**Text provided**
┄┄┄┄┄┄
Down-Regulation of Yes Associated Protein 1 Expression Reduces Cell Proliferation and Clonogenicity of Pancreatic Cancer Cells

  • Caroline H. Diep, 
  • Kelly M. Zucker, 
  • Galen Hostetter, 
  • Aprill Watanabe, 
  • Chengcheng Hu, 
  • Ruben M. Munoz, 
  • Daniel D. Von Hoff, 
  • Haiyong Han



The Hippo pathway regulates organ size by inhibiting cell proliferation and promoting cell apoptosis upon its activation. The Yes Associated Protein 1 (YAP1) is a nuclear effector of the Hippo pathway that promotes cell growth as a transcription co-activator. In human cancer, the YAP1 gene was reported as amplified and over-expressed in several tumor types.


Immunohistochemical staining of YAP1 protein was used to assess the expression of YAP1 in pancreatic tumor tissues. siRNA oligonucleotides were used to knockdown the expression of YAP1 and their effects on pancreatic cancer cells were investigated using cell proliferation, apoptosis, and anchorage-independent growth assays. The Wilcoxon signed-rank, Pearson correlation coefficient, Kendall's Tau, Spearman's Rho, and an independent two-sample t (two-tailed) test were used to determine the statistical significance of the data.


Immunohistochemistry studies in pancreatic tumor tissues revealed YAP1 staining intensities were moderate to strong in the nucleus and cytoplasm of the tumor cells, whereas the adjacent normal epithelial showed negative to weak staining. In cultured cells, YAP1 expression and localization was modulated by cell density. YAP1 total protein expression increased in the nuclear fractions in BxPC-3 and PANC-1, while it declined in HPDE6 as cell density increased. Additionally, treatment of pancreatic cancer cell lines, BxPC-3 and PANC-1, with YAP1-targeting siRNA oligonucleotides significantly reduced their proliferation in vitro. Furthermore, treatment with YAP1 siRNA oligonucleotides diminished the anchorage-independent growth on soft agar of pancreatic cancer cells, suggesting a role of YAP1 in pancreatic cancer tumorigenesis.


YAP1 is overexpressed in pancreatic cancer tissues and potentially plays an important role in the clonogenicity and growth of pancreatic cancer cells.


As one of the most lethal forms of human disease, pancreatic cancer has a one-year and five-year survival rate of 26% and 6%, respectively [1]. There exists a critical need for novel treatment strategies to provide a purposeful effect on the survival of patients with pancreatic cancer.

The Hippo pathway regulates organ size by inhibiting cell proliferation and promotes cell apoptosis [2], [3]. Components of Hippo pathway were identified in genetic mosaic screens in Drosophila, which consist of the Hippo (Hpo) kinase, the Salvador (Sav) adaptor protein, the Wts protein kinase, the Mats adaptor protein, and the Yorkie (Yki) nuclear transcriptional co-activator. Upon pathway activation, Hpo and Sav phosphorylates and activates Wts in conjunction with Mats. Wts phosphorylates Yki to inactivate and retain it in the cytoplasm. In mammals, the components of the Hippo pathway are highly conserved homologs, which include MST1/2 (Hpo), WW45 (Sav), LATS1/2 (Wts), MOB1 (Mats), and YAP1 (Yki) [4][8].
┄┄┄┄┄┄
**Source material**

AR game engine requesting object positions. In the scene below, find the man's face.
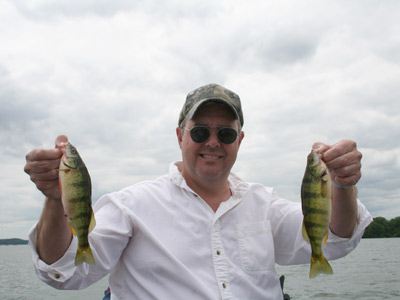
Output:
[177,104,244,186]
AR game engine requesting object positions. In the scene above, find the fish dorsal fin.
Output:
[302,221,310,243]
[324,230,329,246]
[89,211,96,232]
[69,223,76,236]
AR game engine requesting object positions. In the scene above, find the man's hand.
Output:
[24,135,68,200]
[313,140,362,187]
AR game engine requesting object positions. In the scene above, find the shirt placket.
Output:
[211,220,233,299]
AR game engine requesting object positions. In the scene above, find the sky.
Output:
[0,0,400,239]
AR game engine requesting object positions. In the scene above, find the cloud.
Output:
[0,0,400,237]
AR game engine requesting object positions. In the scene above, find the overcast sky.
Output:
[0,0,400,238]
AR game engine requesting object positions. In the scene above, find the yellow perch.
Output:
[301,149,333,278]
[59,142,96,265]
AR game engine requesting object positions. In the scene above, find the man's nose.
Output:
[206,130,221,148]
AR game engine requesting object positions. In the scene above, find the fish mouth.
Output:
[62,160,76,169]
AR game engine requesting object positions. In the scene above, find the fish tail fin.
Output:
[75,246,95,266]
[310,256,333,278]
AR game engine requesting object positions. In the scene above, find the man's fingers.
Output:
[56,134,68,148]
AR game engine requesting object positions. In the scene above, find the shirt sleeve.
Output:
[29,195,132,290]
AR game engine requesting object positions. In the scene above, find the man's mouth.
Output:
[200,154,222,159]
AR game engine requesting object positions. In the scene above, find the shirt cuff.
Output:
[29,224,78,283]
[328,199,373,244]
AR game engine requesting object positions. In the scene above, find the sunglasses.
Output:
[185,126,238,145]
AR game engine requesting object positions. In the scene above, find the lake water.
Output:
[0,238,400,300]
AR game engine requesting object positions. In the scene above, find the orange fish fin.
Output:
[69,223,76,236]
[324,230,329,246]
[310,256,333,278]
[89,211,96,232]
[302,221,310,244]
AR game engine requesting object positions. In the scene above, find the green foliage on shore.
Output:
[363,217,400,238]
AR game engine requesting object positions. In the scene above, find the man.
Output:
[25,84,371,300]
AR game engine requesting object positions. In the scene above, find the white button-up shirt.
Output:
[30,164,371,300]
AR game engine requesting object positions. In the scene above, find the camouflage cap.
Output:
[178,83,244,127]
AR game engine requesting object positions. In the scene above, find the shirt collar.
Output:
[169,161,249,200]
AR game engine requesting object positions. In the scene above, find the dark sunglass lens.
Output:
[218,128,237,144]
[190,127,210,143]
┄┄┄┄┄┄
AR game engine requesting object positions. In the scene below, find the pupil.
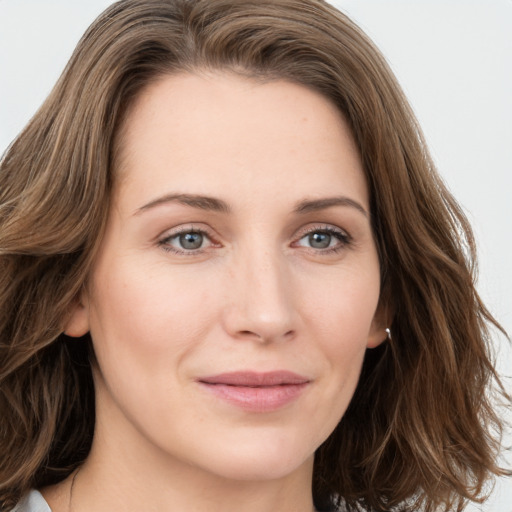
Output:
┄┄┄┄┄┄
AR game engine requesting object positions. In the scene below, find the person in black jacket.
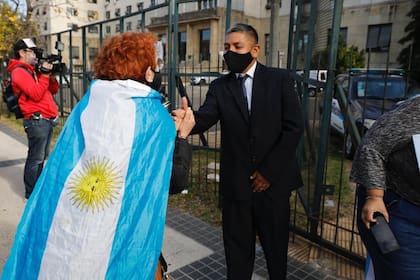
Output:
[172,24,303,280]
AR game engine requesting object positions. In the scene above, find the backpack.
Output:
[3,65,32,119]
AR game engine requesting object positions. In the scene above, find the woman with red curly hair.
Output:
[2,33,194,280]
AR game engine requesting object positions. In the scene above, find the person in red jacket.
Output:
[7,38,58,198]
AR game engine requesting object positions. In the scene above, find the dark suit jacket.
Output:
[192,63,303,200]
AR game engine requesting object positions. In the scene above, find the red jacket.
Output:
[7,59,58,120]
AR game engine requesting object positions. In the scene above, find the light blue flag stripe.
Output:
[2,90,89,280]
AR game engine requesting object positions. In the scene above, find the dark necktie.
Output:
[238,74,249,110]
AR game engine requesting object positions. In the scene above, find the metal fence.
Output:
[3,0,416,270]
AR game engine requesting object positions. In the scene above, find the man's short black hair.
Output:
┄┄┄┄┄┄
**Things to do**
1. Summarize the text on YAP1 in pancreatic cancer in two sentences.
2. Turn the paragraph of the text on YAP1 in pancreatic cancer that begins "Immunohistochemistry studies in pancreatic tumor tissues" into a bulleted list that keeps its main findings.
3. Resume the text on YAP1 in pancreatic cancer, picking up after its last sentence.
The records have no connection to the text.

**Results of the tasks**
1. YAP1, a nuclear effector of the Hippo pathway that promotes cell growth as a transcription co-activator, stained moderate to strong in pancreatic tumor cells but negative to weak in adjacent normal epithelium. Knocking down YAP1 with siRNA significantly reduced the proliferation of BxPC-3 and PANC-1 pancreatic cancer cells and diminished their anchorage-independent growth on soft agar, suggesting that YAP1 may play an important role in the clonogenicity and growth of pancreatic cancer cells.

2.
- In pancreatic tumor tissues, YAP1 staining was moderate to strong in the nucleus and cytoplasm of tumor cells. Adjacent normal epithelium showed negative to weak staining.
- In cultured cells, cell density modulated YAP1 expression and localization. As density increased, nuclear YAP1 rose in BxPC-3 and PANC-1 and declined in HPDE6.
- YAP1-targeting siRNA significantly reduced the proliferation of BxPC-3 and PANC-1 cells in vitro.
- YAP1 siRNA also diminished the anchorage-independent growth of pancreatic cancer cells on soft agar. This suggests a role for YAP1 in pancreatic cancer tumorigenesis.

3.
Similar to the Drosophila model, the mammalian Hippo core components form protein kinase complexes acting in a cascade to phosphorylate YAP1 (also known as YAP or YAP65) and relocate it to the cytoplasm [6], [7], [9], [10]. As the major downstream target of the Hippo pathway, YAP1 is a paradox. As an oncogene, the amplification of the YAP1 gene locus at 11q22 is found in several cancer types, including hepatocellular carcinoma, breast cancer, oral squamous cell carcinomas, medulloblastomas, and esophageal squamous cell carcinomas [11][15]. In addition, overexpression of YAP1 protein and its nuclear localization have been noted in colon, liver, lung, ovarian, and prostate cancers [6], [12], [16]. Overholtzer and colleagues reported that the overexpression of YAP1 in an immortalized epithelial cell line MCF10A resulted in its oncogenic transformation [11]. In contrast, YAP1 was also found to stabilize and enhance p73-dependent apoptotic cell death during cisplatin-induced DNA damage [17]. AKT, a key player in multiple cellular survival pathways, has been shown to phosphorylate YAP1 in order to suppress pro-apoptotic gene expression [18]. In a subset of breast cancers, the YAP1 protein expression was significantly decreased due to loss of heterozygosity, and shRNA knockdown of YAP1 increased migration, invasiveness, and enhanced tumor growth [19]. Overall, these findings suggest that YAP1's expression and role in cancer might be cell type and/or cellular context dependent.

In this study, we sought to elucidate the role of YAP1 in pancreatic cancer. We examined the YAP1 protein expression and localization in pancreatic tumor tissues taken from patients with pancreatic cancer and investigated the phenotypic effects of YAP1 down-regulation in cultured pancreatic cell lines. We have determined that YAP1 is overexpressed in pancreatic tumor tissues, and the down-regulation of YAP1 abated proliferation and clonogenicity of cultured pancreatic cancer cells.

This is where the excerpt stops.